Tugas – Salin kembali bagian teks tentang pemberhentian Helmy Yahya yang dibuka dengan kata-kata "Dia mengatakan penonaktifan" dan ditutup dengan "berbicara di media.". Dalam salinan itu, ganti "mediasi" dengan "perundingan".

Kutipan Dokumen –
++++++++++

REPUBLIKA.CO.ID, oleh Antara, Arif Satrio Nugroho
Helmy Yahya menjelaskan kronologi pemberhentian dirinya dari posisi Direktur Utama TVRI oleh Dewan Pengawas TVRI, melalui konferensi pers di Jakarta, Jumat (17/1) siang. Helmy mengungkapkan, sebelum pemberhentian dirinya, Dewan Pengawas terlebih dulu menonaktifkan dirinya dari posisi dirut.
"Tanggal 4 Desember 2019 saya dinonaktifkan. Saya kaget, oleh karena itu tanggal 5 Desember saya melakukan perlawanan dengan mengatakan SK itu tidak sah," jelas Helmy di Jakarta, Jumat.
Dia mengatakan penonaktifan disampaikan melalui surat dua halaman, dan dilandasi sejumlah alasan. Sejak penonaktifan tersebut, kata dia, mediasi terus dilakukan oleh sejumlah pihak termasuk Kementerian Komunikasi dan Informatika (Kemenkominfo) dan dirinya diminta untuk tidak berbicara di media.

++++++++++

Daftar Butir –
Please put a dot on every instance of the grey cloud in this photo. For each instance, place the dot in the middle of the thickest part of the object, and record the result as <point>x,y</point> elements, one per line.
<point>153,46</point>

++++++++++

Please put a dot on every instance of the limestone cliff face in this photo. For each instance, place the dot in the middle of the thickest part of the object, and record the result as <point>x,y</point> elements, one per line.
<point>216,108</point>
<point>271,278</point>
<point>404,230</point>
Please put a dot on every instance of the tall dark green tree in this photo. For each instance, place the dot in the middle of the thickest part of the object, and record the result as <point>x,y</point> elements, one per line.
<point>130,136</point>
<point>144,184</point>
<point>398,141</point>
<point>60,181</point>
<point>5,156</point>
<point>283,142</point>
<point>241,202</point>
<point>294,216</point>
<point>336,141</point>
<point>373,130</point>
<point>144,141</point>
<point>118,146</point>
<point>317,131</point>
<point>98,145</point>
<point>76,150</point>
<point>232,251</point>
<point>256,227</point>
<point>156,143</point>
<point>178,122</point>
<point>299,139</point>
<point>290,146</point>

++++++++++

Jawaban –
Dia mengatakan penonaktifan disampaikan melalui surat dua halaman, dan dilandasi sejumlah alasan. Sejak penonaktifan tersebut, kata dia, perundingan terus dilakukan oleh sejumlah pihak termasuk Kementerian Komunikasi dan Informatika (Kemenkominfo) dan dirinya diminta untuk tidak berbicara di media.